» **What you need to do**
Show every line of the records below that contains the string "distant", copying each line in full. Case counts.
-- begin Information supplied --
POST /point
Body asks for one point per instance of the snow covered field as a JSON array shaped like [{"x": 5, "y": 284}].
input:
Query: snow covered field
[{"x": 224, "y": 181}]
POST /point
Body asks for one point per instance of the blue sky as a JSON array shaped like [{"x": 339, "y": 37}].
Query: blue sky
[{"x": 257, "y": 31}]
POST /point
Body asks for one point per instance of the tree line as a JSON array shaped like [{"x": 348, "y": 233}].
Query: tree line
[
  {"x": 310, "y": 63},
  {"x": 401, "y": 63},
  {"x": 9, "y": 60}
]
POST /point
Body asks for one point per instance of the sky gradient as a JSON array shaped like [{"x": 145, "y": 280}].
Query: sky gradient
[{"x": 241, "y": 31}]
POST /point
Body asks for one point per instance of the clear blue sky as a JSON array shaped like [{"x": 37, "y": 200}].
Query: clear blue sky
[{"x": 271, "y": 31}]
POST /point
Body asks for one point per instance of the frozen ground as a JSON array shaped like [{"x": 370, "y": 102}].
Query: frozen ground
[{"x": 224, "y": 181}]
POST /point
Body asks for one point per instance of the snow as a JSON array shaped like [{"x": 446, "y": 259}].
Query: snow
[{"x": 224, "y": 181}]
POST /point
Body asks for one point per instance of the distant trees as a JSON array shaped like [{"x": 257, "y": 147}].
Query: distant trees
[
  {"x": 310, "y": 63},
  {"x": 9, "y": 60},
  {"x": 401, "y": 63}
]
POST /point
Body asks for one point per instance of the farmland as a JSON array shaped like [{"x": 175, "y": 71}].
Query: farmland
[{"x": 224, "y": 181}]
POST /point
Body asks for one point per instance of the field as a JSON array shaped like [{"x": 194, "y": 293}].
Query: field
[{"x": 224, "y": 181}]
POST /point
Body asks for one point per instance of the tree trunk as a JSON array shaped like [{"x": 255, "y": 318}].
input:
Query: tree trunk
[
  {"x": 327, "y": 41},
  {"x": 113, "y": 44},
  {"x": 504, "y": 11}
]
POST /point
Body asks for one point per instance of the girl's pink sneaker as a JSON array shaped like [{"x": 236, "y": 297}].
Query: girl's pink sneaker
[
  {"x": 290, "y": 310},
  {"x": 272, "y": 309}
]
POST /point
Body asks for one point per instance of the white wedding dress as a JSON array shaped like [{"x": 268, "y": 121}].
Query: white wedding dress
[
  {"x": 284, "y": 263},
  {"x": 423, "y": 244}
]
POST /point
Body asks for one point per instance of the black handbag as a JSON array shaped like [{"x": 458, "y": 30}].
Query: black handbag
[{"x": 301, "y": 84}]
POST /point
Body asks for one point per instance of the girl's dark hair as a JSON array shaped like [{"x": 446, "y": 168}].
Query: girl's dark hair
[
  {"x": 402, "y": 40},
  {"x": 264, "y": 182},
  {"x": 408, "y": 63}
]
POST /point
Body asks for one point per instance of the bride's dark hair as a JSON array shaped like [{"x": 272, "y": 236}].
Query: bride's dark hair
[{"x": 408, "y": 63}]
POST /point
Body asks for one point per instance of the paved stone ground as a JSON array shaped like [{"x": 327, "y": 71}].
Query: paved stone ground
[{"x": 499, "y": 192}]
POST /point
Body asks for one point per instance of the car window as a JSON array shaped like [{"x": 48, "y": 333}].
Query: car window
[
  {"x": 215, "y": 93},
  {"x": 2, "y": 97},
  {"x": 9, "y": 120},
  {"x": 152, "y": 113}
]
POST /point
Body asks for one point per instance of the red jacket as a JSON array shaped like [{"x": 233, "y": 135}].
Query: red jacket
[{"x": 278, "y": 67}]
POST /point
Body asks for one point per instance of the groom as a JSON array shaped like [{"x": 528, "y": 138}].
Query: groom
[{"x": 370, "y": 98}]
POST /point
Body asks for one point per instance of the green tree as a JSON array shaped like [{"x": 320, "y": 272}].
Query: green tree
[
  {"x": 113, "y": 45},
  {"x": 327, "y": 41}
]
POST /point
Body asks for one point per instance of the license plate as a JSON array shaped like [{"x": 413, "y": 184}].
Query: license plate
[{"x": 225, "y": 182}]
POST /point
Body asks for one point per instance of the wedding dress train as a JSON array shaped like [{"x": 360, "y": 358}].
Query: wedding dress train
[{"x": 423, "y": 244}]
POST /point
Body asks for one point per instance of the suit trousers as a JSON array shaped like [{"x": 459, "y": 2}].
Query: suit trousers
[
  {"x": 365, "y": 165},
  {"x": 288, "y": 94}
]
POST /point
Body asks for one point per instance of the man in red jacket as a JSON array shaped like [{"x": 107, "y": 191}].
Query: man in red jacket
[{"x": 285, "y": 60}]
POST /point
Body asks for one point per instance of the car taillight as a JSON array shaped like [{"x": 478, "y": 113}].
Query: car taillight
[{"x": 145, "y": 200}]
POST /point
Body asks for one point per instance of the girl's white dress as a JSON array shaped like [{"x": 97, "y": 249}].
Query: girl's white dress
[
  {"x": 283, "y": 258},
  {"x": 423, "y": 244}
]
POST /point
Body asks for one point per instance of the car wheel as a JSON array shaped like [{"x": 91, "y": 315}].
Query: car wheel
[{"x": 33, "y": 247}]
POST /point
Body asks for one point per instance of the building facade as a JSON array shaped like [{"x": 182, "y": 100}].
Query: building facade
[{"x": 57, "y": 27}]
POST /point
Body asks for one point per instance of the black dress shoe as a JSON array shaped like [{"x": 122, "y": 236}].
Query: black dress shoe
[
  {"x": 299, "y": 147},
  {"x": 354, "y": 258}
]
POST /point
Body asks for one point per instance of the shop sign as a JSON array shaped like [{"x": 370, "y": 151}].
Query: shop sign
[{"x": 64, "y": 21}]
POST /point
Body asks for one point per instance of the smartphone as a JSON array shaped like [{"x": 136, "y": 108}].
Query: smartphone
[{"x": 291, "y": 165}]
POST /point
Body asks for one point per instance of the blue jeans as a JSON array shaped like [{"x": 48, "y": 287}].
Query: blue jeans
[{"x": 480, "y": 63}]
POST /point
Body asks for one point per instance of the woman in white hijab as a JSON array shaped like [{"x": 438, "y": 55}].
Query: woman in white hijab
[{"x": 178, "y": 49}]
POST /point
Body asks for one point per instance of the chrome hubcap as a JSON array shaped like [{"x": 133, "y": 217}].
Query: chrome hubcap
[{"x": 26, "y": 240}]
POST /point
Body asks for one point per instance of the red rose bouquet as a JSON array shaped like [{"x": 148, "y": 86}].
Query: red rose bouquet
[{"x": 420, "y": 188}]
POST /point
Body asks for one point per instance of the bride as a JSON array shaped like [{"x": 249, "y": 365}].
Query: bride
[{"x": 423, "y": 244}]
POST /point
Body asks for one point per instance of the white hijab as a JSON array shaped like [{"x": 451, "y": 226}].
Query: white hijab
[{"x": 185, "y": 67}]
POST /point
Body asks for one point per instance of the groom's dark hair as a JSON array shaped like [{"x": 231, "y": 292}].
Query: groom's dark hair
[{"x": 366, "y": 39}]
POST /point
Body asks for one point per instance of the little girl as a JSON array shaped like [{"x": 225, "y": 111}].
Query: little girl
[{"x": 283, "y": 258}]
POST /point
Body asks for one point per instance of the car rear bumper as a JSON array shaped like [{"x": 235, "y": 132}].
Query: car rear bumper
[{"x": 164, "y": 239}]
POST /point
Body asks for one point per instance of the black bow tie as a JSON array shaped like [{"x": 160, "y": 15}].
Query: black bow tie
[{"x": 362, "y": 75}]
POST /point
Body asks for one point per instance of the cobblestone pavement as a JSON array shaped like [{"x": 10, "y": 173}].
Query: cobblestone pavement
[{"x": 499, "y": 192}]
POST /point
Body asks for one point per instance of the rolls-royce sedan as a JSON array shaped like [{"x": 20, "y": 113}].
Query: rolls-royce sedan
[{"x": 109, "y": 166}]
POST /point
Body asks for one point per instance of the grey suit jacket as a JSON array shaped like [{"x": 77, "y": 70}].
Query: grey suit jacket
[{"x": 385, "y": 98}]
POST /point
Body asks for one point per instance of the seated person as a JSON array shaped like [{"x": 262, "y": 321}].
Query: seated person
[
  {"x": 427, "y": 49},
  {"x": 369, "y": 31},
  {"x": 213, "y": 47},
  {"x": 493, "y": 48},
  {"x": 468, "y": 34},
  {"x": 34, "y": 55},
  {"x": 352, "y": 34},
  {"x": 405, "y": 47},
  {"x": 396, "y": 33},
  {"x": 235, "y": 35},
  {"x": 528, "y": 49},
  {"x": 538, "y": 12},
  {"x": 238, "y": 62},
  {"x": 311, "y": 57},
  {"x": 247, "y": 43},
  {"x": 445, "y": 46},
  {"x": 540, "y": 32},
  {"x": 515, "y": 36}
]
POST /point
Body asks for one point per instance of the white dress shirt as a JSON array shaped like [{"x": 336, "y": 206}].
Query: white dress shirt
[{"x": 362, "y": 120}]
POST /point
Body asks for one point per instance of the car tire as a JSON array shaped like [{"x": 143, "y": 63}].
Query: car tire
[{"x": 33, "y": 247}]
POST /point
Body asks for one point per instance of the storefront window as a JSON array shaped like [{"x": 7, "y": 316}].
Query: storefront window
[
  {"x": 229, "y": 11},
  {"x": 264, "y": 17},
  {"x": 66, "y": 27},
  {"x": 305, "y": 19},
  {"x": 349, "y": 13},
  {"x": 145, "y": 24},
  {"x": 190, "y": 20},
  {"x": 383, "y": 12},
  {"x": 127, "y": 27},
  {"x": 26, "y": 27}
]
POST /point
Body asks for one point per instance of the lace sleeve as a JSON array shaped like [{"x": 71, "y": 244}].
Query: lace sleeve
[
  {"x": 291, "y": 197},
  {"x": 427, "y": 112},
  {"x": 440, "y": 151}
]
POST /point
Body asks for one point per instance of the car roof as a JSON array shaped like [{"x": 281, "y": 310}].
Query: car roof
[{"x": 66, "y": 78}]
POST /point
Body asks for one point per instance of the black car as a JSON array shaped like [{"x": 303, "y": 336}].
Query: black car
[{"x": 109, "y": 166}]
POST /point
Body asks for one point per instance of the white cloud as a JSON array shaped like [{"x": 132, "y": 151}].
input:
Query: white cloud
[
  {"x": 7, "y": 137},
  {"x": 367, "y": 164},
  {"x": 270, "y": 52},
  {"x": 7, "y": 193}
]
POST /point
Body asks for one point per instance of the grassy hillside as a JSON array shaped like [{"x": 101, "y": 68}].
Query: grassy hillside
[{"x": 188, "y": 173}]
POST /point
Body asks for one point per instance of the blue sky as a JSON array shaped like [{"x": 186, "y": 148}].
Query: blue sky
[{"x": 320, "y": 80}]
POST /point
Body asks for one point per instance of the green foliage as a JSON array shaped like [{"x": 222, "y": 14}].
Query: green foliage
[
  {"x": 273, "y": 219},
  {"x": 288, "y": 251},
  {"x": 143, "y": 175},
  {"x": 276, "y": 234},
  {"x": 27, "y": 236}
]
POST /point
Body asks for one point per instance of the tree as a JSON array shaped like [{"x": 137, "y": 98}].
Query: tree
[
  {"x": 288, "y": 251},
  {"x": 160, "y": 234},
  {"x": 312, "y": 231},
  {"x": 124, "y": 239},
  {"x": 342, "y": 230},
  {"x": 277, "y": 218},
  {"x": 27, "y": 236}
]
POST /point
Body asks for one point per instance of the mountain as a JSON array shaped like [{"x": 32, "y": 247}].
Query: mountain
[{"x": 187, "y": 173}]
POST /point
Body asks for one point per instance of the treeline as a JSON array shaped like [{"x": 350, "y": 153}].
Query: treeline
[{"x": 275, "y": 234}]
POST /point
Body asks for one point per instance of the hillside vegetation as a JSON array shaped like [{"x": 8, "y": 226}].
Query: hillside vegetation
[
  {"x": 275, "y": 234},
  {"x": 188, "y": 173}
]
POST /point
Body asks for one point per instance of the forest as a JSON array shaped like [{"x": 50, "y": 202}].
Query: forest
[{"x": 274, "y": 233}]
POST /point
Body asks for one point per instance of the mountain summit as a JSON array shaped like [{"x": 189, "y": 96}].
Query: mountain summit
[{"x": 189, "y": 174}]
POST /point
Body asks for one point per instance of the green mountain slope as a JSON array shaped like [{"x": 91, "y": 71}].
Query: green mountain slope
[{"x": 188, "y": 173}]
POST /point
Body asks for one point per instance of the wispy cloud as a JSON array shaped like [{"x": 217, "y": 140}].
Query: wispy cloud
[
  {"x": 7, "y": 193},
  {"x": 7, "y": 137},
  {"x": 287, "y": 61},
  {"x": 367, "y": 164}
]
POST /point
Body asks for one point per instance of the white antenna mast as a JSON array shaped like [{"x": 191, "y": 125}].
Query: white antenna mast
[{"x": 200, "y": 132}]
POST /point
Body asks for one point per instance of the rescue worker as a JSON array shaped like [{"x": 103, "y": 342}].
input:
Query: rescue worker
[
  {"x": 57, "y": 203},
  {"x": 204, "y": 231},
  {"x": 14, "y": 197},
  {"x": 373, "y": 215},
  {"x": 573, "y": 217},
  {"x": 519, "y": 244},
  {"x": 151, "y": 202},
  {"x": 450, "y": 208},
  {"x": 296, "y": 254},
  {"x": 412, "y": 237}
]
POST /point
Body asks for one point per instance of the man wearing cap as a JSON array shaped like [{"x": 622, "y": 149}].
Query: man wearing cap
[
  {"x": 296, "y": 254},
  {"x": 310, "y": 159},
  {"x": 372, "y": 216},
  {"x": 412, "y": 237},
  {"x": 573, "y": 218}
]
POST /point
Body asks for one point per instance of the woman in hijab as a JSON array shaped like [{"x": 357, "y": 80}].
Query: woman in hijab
-- end Information supplied --
» **Output for this task**
Body asks for one point per instance of the distant trees as a JSON array shaped like [{"x": 257, "y": 147}].
Query: distant trees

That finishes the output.